= TEXT UNDER STUDY =
The past few days I have been in what feels like a bubble, I’ve had the constant tightness in my chest and gut feeling of self-disappointment that I’m not ‘starting my side hustle’ during this Global Pandemic.
And I don’t really know what this is. I don’t know what this essay is or what shape it’s taking or what purpose it is meant to serve. I guess it’s a form of my diary, a form of writing. I feel like I lost my path some time ago and I don’t ever feel like I’ve made it back on track. From that girl watching Gilmore Girls with her mum dreaming of becoming a writer in any way shape or form, I dreamt of having a blog in 2005 and would have these half-baked ideas which I would never follow through with.
I’m panicking with the classic ‘I’ve run out of time.’ I use the excuse that I don’t even have the time, that I’m soo busy and jam pack my diary full of things so I don’t have a spare moment to think about the reality of the situation or where I find myself. Sound familiar?
And as a person who suffers quite a lot with my mental health, there is a constant battle within myself. I have been struggling with this time ‘alone’ in my head, not having the buffer of the super busy life to distarct me. Realising that the girl watching Gilmore Girls never achieved what she wanted to, and I feel sad for her and angry at her.
I know life doesn’t follow the path that we typically set out for ourselves, but I constantly dream and think about writing, about creating content and taking photographs. Why am I not just doing it? Because of the reason many people don’t do many things. I’m afraid of failure and I worry far too much about what other people think.
And look where we are now. It’s 2020 and the world has changed drastically. I’m at ‘that age’ we all put so much pressure on to have achieved certain things. And I haven’t achieved them. In fact, a lot went (for want of a better phrase) tits up this past year for me personally and it sent me into a bit of a downward spiral of self pity and ‘why me’. And then Coronavirus happened and it put a lot of things into perspective.
So. Here I am. Honest in all my forms. Telling it how it is, because I know I am not the only one that feels like this. That goes to sleep at 2/3am and wakes up at noon and already feels like a failure and has wasted the day. I feel like I’m not able to write and create my blog until I am ‘the perfect person’ and can help and guide others because I have ‘been in your shoes before’. But in retrospect, I want to follow someone who is going through this at the same time as me. I am never going to be a perfect version of myself and if I’m continually aiming for that then no wonder I feel so lacking. It’s not about perfection. It’s all about progress.

= RECORDS SUPPLIED =
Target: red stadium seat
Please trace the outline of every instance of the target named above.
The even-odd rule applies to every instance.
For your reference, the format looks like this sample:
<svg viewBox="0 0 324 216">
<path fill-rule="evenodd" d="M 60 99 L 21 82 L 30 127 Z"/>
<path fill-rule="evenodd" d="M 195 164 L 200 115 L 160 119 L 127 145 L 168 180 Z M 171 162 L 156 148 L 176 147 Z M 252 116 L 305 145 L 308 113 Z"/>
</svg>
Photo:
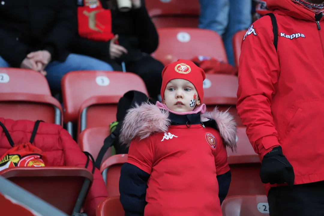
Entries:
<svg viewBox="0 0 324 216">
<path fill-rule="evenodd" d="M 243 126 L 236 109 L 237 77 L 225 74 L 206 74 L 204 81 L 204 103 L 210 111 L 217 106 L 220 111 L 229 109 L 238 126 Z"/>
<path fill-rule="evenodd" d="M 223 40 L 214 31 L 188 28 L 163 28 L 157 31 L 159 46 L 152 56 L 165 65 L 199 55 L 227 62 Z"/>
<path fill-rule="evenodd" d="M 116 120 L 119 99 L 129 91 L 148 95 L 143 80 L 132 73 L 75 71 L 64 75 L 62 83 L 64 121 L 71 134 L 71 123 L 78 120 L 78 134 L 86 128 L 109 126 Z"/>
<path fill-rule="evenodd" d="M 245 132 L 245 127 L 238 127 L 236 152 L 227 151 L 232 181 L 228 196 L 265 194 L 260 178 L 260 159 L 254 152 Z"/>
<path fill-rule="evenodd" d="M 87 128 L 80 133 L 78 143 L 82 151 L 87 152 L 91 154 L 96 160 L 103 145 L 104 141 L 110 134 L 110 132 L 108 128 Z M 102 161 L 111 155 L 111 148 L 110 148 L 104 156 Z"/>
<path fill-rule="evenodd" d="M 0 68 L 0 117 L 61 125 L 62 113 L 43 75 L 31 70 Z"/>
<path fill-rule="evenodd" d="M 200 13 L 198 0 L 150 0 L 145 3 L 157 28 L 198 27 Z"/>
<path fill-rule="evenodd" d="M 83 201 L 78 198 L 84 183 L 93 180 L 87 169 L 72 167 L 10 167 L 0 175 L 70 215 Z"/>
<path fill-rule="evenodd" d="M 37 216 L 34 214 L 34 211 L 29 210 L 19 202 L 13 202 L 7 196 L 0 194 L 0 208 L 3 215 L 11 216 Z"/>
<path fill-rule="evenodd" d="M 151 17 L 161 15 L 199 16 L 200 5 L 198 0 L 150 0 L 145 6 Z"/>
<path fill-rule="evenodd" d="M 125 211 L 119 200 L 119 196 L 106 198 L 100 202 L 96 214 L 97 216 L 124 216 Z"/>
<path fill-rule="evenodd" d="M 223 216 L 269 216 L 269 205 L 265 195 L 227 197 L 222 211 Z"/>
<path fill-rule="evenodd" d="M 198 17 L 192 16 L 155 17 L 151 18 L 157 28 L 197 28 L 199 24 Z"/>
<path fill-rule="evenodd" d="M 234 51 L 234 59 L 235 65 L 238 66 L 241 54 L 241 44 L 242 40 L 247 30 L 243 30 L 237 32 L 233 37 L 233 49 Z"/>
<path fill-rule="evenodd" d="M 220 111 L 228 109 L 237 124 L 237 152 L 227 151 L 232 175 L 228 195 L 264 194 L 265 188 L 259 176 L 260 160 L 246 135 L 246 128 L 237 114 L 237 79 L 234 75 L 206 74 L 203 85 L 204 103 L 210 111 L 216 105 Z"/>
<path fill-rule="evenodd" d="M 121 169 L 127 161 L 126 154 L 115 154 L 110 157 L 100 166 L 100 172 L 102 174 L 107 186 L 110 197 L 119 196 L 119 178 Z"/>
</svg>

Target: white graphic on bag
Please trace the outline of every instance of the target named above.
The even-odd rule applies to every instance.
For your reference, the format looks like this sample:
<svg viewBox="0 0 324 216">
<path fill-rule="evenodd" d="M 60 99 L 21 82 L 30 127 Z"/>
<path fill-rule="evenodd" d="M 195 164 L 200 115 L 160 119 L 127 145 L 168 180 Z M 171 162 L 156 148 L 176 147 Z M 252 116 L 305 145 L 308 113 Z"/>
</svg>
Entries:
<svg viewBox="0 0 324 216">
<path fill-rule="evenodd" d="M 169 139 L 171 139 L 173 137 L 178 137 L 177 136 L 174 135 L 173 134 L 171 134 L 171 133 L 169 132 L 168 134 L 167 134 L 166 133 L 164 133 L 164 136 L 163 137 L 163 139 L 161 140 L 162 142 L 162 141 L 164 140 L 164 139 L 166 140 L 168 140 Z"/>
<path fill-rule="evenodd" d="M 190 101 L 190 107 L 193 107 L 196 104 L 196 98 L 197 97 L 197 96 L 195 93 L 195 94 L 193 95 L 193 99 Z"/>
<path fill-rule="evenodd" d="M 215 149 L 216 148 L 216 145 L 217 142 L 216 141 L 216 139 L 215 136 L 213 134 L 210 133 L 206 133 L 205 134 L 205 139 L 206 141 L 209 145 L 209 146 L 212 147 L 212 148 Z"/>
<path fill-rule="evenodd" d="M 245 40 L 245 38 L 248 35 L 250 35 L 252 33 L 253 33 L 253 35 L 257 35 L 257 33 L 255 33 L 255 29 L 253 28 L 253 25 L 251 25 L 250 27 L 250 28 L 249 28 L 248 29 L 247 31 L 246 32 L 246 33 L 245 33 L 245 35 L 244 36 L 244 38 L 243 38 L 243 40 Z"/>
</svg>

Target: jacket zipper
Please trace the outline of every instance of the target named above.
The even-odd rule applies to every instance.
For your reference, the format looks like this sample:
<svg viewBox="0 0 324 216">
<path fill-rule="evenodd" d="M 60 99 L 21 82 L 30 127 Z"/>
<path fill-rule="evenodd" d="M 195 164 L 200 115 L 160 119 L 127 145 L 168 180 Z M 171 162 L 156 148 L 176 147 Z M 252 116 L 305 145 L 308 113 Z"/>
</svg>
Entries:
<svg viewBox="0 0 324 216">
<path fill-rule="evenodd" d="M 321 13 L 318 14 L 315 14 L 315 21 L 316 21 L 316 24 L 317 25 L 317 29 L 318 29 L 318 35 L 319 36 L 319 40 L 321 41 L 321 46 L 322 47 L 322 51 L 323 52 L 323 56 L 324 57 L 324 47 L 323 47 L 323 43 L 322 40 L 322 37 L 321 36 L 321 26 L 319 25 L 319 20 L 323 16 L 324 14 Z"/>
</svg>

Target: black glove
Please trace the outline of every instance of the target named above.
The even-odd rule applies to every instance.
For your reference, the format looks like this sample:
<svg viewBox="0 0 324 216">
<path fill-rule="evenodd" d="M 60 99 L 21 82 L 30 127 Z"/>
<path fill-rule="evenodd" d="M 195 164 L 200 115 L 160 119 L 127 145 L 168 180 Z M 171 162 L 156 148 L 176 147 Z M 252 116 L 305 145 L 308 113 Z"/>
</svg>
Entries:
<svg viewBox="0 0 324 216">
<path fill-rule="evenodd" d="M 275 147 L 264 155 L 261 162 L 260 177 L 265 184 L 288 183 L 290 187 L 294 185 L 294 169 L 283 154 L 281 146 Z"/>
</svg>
---
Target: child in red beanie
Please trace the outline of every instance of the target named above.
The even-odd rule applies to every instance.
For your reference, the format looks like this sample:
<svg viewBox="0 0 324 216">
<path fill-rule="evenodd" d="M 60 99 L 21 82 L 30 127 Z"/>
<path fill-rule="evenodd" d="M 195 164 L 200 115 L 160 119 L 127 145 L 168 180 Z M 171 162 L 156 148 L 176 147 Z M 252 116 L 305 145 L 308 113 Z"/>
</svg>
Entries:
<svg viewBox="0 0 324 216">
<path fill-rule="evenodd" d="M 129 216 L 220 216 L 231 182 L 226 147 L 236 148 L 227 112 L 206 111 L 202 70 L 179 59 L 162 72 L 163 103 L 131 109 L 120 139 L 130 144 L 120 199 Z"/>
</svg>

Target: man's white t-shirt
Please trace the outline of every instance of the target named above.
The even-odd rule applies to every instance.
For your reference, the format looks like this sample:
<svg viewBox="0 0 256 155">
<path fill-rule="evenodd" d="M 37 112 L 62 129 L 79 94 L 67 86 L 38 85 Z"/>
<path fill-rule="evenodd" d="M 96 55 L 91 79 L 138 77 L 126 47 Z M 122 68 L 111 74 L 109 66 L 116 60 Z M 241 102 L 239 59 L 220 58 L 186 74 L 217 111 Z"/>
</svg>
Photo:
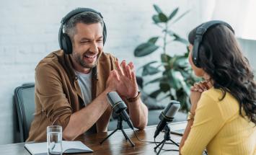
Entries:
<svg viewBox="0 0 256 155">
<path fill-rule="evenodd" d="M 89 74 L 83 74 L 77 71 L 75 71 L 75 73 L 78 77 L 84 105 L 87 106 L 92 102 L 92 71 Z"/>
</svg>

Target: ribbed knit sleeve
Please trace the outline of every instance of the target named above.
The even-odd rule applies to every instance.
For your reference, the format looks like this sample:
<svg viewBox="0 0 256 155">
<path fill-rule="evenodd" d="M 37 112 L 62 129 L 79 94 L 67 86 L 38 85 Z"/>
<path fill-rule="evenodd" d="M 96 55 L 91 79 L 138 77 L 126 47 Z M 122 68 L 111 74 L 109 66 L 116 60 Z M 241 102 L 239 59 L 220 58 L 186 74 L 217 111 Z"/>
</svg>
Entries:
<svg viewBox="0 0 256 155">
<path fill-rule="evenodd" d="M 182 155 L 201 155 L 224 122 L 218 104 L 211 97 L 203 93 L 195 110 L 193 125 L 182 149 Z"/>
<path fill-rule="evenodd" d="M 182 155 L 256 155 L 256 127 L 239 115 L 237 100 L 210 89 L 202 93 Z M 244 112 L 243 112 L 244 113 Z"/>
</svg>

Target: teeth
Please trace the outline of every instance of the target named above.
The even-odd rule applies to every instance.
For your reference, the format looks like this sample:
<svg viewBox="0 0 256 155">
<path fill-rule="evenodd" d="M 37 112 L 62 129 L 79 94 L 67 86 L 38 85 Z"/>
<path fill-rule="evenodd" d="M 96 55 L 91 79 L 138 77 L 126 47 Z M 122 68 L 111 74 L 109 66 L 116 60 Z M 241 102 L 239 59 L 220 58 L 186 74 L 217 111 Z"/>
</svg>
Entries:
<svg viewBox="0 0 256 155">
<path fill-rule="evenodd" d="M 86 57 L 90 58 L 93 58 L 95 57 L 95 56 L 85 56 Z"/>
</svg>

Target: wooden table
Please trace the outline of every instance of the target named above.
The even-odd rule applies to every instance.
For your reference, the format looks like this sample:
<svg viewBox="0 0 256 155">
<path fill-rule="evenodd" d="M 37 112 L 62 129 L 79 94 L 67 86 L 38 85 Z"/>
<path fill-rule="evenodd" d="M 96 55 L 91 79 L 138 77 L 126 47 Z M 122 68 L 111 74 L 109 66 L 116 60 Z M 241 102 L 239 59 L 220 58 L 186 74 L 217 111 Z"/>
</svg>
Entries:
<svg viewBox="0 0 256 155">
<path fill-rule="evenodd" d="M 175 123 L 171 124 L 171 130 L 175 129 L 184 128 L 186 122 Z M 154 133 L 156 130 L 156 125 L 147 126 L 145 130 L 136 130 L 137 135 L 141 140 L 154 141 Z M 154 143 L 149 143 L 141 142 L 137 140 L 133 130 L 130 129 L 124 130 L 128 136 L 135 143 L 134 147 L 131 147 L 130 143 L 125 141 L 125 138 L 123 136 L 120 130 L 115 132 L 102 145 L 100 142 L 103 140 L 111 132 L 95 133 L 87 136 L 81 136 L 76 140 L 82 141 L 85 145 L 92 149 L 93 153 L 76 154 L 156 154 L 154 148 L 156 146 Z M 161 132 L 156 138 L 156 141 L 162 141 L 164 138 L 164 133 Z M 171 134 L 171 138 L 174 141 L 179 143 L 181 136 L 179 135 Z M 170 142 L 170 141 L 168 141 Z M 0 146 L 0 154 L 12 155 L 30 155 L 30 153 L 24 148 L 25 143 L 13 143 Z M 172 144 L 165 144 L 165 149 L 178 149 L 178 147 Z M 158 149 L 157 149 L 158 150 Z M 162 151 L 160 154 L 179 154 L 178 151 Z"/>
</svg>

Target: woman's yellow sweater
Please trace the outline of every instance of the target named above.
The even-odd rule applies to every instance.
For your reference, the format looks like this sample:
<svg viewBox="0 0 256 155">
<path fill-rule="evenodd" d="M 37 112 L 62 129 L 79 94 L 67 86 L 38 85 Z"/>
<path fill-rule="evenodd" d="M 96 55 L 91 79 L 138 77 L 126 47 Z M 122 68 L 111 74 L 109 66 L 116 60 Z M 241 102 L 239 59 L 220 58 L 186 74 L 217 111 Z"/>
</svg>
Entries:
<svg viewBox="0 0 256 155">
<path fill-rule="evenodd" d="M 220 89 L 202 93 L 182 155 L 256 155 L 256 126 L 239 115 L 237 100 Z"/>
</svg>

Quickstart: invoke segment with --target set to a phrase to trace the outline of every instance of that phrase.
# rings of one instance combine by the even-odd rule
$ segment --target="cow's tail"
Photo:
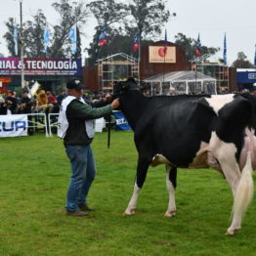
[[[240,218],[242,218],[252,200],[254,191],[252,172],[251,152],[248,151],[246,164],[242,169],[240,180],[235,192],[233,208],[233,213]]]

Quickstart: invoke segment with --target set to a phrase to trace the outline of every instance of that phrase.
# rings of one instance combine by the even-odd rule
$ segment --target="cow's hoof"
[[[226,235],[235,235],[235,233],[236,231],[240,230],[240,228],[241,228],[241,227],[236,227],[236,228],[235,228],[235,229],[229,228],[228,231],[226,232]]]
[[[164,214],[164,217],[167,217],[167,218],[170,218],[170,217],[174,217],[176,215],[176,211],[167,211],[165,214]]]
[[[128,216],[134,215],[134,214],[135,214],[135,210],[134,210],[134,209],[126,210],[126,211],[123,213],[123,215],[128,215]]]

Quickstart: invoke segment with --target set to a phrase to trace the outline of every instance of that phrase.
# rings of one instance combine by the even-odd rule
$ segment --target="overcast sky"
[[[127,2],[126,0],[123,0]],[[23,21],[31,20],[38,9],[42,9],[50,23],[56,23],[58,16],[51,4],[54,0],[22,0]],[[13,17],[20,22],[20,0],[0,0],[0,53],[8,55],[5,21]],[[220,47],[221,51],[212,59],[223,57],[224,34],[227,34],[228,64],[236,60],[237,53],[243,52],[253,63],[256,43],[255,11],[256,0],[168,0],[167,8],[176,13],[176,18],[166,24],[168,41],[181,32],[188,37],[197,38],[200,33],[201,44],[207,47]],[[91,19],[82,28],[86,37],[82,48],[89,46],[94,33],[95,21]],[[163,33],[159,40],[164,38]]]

= WHAT TO PRODUCE =
Reproduce word for word everything in the essay on self-doubt from "And I don’t really" down to "myself. Sound familiar?".

= COMPLETED TASK =
And I don’t really know what this is. I don’t know what this essay is or what shape it’s taking or what purpose it is meant to serve. I guess it’s a form of my diary, a form of writing. I feel like I lost my path some time ago and I don’t ever feel like I’ve made it back on track. From that girl watching Gilmore Girls with her mum dreaming of becoming a writer in any way shape or form, I dreamt of having a blog in 2005 and would have these half-baked ideas which I would never follow through with.
I’m panicking with the classic ‘I’ve run out of time.’ I use the excuse that I don’t even have the time, that I’m soo busy and jam pack my diary full of things so I don’t have a spare moment to think about the reality of the situation or where I find myself. Sound familiar?